* begin Supplied information *
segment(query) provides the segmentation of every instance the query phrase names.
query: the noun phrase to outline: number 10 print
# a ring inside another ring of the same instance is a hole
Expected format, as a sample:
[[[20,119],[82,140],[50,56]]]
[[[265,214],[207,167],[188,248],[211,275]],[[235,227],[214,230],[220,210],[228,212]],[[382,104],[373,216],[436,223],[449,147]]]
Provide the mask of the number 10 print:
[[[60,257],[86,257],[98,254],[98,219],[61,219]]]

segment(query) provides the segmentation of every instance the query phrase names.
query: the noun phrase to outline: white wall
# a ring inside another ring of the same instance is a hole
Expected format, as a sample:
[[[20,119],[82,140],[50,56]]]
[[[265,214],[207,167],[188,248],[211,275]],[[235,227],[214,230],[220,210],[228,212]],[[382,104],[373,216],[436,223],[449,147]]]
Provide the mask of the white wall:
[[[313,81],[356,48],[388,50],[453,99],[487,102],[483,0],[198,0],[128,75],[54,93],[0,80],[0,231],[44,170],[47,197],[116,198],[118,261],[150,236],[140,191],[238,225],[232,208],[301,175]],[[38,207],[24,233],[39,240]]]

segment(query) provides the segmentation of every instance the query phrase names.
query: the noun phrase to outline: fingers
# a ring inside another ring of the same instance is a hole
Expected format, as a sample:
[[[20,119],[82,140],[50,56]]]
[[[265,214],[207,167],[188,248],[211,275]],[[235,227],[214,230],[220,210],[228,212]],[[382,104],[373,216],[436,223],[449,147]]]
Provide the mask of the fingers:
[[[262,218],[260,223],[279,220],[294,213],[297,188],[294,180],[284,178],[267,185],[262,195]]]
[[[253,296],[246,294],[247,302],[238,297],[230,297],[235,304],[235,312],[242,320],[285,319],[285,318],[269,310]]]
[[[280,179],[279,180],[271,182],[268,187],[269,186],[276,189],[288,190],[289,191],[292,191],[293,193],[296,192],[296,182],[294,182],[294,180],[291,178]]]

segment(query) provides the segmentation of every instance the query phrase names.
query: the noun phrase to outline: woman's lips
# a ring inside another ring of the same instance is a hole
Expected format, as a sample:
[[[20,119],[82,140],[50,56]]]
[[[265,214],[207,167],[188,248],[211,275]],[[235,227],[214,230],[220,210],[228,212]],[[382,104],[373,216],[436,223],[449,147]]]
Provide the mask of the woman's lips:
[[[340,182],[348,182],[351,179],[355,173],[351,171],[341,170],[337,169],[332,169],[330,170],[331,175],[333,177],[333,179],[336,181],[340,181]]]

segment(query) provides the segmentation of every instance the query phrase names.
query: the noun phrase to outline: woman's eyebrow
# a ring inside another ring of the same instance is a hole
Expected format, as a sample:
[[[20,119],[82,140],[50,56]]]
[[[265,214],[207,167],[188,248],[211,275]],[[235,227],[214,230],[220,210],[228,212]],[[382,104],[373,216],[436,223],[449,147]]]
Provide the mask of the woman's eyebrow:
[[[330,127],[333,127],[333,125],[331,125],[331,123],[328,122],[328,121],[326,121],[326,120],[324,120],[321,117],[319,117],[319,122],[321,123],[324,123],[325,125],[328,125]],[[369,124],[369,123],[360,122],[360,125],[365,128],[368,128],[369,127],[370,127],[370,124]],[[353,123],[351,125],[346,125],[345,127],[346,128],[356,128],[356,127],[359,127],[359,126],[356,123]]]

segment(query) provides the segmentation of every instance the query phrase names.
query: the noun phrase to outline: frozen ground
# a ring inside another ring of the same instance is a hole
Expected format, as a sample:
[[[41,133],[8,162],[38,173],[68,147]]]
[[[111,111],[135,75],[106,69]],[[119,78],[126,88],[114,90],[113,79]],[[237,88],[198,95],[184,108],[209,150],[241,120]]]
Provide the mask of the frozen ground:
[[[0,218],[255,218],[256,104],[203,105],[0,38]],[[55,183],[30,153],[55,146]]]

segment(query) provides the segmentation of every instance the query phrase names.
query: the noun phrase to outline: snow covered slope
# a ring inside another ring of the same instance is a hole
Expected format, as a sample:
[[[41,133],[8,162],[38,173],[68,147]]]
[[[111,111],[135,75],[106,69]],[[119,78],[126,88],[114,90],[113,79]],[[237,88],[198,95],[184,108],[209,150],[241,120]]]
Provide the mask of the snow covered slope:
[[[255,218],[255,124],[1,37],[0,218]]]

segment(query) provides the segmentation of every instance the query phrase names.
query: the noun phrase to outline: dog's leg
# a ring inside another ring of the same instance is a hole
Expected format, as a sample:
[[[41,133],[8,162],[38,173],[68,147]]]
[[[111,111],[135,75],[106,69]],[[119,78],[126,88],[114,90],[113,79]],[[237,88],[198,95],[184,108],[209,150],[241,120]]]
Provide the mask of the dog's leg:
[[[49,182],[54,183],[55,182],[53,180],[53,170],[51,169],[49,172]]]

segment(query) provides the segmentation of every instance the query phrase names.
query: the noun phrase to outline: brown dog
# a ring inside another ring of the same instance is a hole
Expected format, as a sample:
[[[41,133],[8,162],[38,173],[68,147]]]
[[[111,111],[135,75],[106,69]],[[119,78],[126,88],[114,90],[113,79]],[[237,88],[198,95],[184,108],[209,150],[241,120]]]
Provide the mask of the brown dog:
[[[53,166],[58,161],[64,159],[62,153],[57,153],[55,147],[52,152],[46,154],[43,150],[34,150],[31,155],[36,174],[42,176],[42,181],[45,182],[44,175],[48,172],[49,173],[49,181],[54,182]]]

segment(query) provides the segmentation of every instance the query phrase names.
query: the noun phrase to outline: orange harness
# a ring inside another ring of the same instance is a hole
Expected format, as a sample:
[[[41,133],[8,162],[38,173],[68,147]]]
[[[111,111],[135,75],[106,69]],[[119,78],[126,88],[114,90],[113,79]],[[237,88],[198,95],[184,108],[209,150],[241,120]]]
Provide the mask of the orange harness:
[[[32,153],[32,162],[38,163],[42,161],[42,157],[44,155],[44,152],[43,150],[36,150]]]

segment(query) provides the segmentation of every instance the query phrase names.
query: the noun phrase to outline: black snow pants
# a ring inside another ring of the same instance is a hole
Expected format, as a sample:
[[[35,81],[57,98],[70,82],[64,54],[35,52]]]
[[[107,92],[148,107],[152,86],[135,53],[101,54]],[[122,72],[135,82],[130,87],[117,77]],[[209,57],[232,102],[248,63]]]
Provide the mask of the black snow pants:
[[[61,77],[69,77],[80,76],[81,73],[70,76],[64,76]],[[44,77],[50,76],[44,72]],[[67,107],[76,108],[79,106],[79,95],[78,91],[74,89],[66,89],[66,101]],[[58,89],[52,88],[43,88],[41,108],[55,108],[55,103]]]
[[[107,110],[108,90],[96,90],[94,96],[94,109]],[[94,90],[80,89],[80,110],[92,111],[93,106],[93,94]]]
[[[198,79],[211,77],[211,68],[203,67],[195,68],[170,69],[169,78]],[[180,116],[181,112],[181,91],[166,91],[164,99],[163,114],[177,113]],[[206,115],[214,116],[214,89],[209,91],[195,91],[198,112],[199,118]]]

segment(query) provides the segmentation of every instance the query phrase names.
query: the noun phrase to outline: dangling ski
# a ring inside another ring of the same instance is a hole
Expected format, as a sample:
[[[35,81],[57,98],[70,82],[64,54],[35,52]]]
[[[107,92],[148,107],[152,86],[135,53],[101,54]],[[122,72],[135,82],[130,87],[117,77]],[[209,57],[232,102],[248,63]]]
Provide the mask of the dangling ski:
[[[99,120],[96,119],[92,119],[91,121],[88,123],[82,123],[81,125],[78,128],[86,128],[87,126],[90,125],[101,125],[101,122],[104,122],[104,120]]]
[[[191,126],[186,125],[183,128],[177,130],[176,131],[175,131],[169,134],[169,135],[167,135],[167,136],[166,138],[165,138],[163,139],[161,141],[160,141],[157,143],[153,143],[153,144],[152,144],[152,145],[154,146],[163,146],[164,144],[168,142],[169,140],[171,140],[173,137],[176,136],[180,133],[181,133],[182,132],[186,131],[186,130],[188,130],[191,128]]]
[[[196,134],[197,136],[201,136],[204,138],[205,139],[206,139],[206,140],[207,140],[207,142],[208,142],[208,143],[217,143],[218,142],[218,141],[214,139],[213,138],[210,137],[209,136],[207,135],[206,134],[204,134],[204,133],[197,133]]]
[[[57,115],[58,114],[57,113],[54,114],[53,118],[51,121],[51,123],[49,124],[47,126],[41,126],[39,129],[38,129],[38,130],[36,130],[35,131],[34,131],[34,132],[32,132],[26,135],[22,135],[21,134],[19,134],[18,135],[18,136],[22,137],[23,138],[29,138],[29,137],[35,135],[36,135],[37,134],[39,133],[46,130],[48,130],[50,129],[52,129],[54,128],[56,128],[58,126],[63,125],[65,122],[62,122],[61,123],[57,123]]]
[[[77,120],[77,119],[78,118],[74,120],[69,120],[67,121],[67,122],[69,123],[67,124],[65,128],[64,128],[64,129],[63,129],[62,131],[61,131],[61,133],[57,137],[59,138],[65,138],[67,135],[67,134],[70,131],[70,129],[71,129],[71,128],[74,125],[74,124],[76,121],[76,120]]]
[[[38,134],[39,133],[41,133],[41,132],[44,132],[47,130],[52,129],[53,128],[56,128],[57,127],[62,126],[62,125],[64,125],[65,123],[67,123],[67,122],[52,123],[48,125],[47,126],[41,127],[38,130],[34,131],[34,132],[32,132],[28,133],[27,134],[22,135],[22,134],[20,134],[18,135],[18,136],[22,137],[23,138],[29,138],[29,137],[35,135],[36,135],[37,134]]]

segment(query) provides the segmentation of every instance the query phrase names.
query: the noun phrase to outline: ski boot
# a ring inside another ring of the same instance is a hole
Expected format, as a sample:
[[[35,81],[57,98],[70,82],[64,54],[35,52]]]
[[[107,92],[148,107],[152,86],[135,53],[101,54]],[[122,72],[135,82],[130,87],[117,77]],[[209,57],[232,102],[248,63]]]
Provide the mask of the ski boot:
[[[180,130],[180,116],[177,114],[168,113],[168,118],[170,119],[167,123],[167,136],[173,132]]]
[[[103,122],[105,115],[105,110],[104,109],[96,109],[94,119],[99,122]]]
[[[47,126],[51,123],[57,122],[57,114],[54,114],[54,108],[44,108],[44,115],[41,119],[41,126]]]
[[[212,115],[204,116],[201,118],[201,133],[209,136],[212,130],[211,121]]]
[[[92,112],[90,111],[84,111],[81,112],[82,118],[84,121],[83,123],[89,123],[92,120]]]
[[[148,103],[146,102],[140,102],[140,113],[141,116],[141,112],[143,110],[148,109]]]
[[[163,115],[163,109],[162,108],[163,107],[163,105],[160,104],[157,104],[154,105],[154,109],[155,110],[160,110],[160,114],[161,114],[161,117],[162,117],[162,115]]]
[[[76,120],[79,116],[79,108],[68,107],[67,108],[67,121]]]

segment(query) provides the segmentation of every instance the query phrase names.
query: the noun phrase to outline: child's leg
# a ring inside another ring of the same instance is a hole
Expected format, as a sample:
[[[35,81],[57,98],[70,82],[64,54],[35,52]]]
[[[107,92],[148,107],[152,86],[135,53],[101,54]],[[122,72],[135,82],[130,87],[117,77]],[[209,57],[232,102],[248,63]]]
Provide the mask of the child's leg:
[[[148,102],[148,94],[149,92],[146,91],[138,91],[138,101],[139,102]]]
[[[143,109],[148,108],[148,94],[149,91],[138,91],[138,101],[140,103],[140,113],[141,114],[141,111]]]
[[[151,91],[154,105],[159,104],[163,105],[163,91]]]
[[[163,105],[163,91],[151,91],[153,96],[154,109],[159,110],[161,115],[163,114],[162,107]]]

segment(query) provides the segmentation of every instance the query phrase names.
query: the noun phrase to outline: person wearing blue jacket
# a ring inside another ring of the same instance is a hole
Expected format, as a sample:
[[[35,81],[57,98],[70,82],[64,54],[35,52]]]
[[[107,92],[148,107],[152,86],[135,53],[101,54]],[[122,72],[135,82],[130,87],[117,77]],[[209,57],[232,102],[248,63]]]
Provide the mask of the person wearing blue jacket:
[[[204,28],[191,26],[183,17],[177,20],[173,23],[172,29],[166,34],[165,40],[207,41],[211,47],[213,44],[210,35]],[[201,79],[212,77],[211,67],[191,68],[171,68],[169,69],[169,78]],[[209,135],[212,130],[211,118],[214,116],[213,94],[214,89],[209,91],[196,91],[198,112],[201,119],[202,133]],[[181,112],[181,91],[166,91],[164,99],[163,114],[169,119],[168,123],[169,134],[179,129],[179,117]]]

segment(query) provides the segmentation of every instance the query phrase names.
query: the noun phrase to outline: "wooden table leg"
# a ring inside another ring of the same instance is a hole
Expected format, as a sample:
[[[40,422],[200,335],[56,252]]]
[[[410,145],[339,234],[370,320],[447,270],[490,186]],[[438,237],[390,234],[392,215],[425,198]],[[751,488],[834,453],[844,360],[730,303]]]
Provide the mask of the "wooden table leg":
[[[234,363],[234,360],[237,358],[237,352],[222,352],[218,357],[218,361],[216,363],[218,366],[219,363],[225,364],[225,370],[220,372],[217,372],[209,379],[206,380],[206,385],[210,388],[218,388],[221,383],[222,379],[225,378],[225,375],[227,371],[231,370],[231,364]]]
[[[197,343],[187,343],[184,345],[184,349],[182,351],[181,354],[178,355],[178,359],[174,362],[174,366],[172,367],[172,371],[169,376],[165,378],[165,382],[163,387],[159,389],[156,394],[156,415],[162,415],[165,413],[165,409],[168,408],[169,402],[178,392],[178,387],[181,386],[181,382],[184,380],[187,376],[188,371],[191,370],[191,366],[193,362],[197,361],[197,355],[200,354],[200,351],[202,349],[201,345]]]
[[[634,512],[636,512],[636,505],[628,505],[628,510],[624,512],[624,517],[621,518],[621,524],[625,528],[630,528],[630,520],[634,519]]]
* end Supplied information *
[Requirements]: Output the data above verbatim, from its very first line through the line that contains "[[[60,257],[86,257],[98,254],[98,219],[61,219]]]", including both of those lines.

[Complete answer]:
segment(query) provides the segmentation of every instance the query phrase names.
query: the noun phrase to outline: number 10 print
# a ring inside another ring of the same instance is a hole
Expected format, as a sample:
[[[20,119],[82,140],[50,56]]]
[[[265,214],[207,167],[188,248],[211,275]],[[235,227],[214,230],[220,210],[228,212]],[[382,104],[373,216],[436,223],[449,147]]]
Provide the mask of the number 10 print:
[[[60,257],[86,257],[98,254],[98,219],[61,219]]]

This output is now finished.